* WHAT THE EXERCISE ASKS: Copy the listing below word for word, keeping every line and number unchanged.

------

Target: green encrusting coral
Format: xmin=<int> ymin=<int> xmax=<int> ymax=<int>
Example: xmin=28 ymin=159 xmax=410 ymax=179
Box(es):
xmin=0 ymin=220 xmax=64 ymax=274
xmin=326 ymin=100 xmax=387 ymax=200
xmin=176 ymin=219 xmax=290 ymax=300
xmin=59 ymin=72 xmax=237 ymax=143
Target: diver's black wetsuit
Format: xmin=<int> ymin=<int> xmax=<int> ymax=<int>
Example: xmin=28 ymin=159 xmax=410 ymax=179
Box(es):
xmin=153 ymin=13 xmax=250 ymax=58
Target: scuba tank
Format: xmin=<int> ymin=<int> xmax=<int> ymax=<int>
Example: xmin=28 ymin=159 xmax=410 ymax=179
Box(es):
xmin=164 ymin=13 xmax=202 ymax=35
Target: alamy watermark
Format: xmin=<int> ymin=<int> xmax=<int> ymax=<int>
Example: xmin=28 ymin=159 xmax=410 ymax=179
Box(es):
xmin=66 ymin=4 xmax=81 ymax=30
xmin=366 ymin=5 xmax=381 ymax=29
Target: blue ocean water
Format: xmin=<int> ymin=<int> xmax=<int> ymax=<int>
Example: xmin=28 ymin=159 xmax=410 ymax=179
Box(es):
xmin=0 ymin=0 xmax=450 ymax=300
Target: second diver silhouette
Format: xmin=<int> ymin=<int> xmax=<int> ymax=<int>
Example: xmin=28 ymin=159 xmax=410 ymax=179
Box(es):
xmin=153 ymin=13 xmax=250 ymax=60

------

* SOLUTION TO THIS TASK:
Target: green encrusting coral
Format: xmin=<int> ymin=<int> xmax=<int> ymax=<int>
Example: xmin=28 ymin=159 xmax=410 ymax=179
Box(es):
xmin=0 ymin=220 xmax=64 ymax=274
xmin=326 ymin=100 xmax=387 ymax=200
xmin=176 ymin=219 xmax=290 ymax=300
xmin=59 ymin=72 xmax=237 ymax=143
Target: diver's black wetsuit
Format: xmin=<int> ymin=<int> xmax=<int> ymax=<int>
Example: xmin=28 ymin=159 xmax=410 ymax=179
Box(es):
xmin=153 ymin=13 xmax=250 ymax=58
Target: scuba tank
Format: xmin=<int> ymin=<int> xmax=<int> ymax=<int>
Example: xmin=28 ymin=159 xmax=410 ymax=179
Box(es):
xmin=164 ymin=13 xmax=202 ymax=35
Target: alamy watermark
Format: xmin=<int> ymin=<int> xmax=<int> ymax=<int>
Example: xmin=28 ymin=159 xmax=410 ymax=179
Box(es):
xmin=66 ymin=4 xmax=81 ymax=30
xmin=366 ymin=5 xmax=381 ymax=29
Target: blue ocean water
Format: xmin=<int> ymin=<int> xmax=<int> ymax=<int>
Example: xmin=28 ymin=159 xmax=410 ymax=179
Box(es):
xmin=0 ymin=0 xmax=450 ymax=300
Target: second diver silhouette
Format: xmin=<int> ymin=<int> xmax=<int> ymax=<int>
Example: xmin=28 ymin=159 xmax=410 ymax=179
Box(es):
xmin=153 ymin=13 xmax=250 ymax=60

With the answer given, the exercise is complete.